**Task input**
-------------------------

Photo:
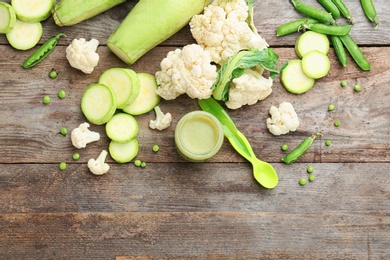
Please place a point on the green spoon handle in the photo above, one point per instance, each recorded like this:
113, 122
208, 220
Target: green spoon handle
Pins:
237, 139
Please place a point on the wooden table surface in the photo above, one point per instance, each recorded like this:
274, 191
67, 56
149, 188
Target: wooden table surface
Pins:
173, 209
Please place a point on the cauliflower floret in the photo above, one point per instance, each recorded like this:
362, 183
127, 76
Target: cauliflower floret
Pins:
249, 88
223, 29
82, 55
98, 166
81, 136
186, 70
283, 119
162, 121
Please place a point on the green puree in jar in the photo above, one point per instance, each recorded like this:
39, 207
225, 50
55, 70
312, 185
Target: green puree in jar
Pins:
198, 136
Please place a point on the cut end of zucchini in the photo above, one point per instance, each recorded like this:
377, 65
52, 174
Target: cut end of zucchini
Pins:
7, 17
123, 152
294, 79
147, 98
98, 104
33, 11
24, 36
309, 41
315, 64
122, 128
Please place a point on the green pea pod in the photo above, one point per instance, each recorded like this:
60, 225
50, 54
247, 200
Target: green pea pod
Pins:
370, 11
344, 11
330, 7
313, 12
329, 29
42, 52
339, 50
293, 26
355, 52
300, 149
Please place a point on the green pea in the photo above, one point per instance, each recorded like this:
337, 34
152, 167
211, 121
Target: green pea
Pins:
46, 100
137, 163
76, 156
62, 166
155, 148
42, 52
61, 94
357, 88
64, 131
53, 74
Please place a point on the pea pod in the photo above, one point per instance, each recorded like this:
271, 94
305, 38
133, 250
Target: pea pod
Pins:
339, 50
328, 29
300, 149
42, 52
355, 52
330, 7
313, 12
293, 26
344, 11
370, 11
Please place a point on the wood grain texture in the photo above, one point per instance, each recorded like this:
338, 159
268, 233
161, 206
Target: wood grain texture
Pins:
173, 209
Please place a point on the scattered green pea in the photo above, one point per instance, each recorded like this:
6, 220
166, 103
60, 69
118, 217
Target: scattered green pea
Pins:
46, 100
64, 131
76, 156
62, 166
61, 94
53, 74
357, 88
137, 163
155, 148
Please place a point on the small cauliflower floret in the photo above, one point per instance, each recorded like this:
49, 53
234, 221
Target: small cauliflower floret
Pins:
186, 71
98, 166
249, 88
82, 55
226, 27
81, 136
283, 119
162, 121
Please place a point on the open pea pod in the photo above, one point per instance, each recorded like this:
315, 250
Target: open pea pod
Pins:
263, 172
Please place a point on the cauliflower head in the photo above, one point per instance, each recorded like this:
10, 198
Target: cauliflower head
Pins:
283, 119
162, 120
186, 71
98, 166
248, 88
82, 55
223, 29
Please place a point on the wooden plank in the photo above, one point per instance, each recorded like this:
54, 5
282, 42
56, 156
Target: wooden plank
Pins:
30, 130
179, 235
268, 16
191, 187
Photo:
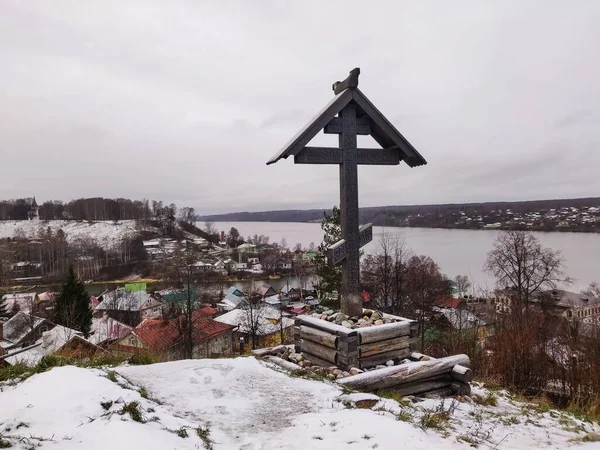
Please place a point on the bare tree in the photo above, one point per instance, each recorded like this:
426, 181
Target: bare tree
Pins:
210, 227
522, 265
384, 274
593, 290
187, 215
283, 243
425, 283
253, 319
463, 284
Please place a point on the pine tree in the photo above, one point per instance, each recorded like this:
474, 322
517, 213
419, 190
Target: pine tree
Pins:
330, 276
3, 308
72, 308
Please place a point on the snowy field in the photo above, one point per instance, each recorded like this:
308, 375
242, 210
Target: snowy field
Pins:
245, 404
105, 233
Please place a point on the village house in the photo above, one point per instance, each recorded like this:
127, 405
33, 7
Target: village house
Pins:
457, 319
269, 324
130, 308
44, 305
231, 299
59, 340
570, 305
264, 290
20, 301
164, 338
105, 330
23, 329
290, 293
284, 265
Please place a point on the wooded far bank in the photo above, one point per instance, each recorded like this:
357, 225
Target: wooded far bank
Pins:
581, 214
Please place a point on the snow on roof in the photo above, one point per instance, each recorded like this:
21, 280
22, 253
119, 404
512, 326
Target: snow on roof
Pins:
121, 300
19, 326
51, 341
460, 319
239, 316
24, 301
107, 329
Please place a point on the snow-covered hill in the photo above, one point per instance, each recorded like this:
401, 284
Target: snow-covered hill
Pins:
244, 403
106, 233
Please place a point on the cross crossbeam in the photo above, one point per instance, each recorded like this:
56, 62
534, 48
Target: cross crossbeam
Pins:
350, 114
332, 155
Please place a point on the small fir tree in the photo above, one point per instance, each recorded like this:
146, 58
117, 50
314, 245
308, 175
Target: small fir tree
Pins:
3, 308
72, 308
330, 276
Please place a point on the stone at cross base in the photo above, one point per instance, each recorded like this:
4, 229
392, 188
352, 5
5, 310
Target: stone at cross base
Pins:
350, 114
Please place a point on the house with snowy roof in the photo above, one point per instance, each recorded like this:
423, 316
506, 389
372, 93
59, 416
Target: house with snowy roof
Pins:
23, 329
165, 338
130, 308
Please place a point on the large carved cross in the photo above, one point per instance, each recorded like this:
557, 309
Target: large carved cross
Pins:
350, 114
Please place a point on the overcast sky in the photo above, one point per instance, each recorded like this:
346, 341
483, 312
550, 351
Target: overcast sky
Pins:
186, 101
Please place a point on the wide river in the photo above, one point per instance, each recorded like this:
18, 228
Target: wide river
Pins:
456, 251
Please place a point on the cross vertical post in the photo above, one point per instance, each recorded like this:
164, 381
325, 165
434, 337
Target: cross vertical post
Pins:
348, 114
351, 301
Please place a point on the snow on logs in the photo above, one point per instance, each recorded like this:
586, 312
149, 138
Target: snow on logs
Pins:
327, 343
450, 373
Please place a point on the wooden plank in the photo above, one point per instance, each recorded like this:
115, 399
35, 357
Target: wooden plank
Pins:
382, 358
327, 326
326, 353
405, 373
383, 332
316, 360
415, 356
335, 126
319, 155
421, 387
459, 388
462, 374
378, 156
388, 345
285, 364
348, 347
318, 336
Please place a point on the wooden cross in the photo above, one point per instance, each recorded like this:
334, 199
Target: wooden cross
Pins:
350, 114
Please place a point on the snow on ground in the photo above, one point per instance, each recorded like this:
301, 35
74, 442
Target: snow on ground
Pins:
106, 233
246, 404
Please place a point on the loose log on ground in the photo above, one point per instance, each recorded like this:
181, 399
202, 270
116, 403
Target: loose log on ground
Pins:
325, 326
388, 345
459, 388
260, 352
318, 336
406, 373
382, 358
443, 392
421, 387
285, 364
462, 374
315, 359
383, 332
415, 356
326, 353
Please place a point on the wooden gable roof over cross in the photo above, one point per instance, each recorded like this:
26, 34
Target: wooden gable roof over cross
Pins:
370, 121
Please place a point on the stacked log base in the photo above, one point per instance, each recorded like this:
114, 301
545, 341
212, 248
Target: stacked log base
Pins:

-------------------------

All lines above that contain the word "spoon" are to be copied.

**Task answer**
Please place a point on the green spoon handle in the photo above, one point per instance, each recorded like this:
Target: green spoon handle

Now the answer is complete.